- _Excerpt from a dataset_
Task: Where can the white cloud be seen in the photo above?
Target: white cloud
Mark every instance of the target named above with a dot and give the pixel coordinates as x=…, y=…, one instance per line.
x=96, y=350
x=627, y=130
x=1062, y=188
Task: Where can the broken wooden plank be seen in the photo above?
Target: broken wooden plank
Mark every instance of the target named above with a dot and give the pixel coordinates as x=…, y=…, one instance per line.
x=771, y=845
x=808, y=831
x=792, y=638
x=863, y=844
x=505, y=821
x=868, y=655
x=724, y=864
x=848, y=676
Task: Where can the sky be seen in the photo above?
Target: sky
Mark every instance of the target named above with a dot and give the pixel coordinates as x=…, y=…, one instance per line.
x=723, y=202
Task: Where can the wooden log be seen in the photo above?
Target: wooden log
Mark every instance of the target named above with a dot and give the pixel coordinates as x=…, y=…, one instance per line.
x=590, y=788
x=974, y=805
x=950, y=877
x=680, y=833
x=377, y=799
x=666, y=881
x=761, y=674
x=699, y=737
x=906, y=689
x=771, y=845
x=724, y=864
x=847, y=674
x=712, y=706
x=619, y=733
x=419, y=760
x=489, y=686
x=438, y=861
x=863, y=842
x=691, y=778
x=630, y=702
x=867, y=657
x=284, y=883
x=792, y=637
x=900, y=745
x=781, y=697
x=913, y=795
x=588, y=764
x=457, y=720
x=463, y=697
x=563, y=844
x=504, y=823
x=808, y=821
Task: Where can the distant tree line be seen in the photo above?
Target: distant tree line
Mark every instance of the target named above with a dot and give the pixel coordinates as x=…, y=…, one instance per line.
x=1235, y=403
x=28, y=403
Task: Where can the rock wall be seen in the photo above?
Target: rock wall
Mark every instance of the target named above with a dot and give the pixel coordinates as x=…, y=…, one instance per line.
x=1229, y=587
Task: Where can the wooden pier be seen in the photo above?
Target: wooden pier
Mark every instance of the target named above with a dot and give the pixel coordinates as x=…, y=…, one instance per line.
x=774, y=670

--

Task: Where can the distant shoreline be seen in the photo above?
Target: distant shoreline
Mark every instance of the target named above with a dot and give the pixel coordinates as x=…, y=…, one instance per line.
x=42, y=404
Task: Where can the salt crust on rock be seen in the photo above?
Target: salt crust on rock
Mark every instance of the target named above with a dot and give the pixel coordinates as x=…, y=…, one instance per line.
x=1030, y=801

- _STATED EXERCISE_
Rewrite the data starting at the line that contains "Task: Where can the distant shoreline" and stopping after the line that contains "x=1030, y=801". Replace "shoreline" with "coastline" and keep everything else the same.

- _RESULT OF THE EXERCISE_
Task: Where can the distant coastline be seen in the photo above?
Target: distant coastline
Mark every instance of the target named above with a dot and give the pixel coordinates as x=…, y=…, one instance per line.
x=42, y=404
Task: Where can the salt crust on rock be seen in the photo above?
Target: salt crust on rock
Mark every instance of the target named above with a dot and give the pixel coordinates as x=…, y=…, one instance per line.
x=1030, y=801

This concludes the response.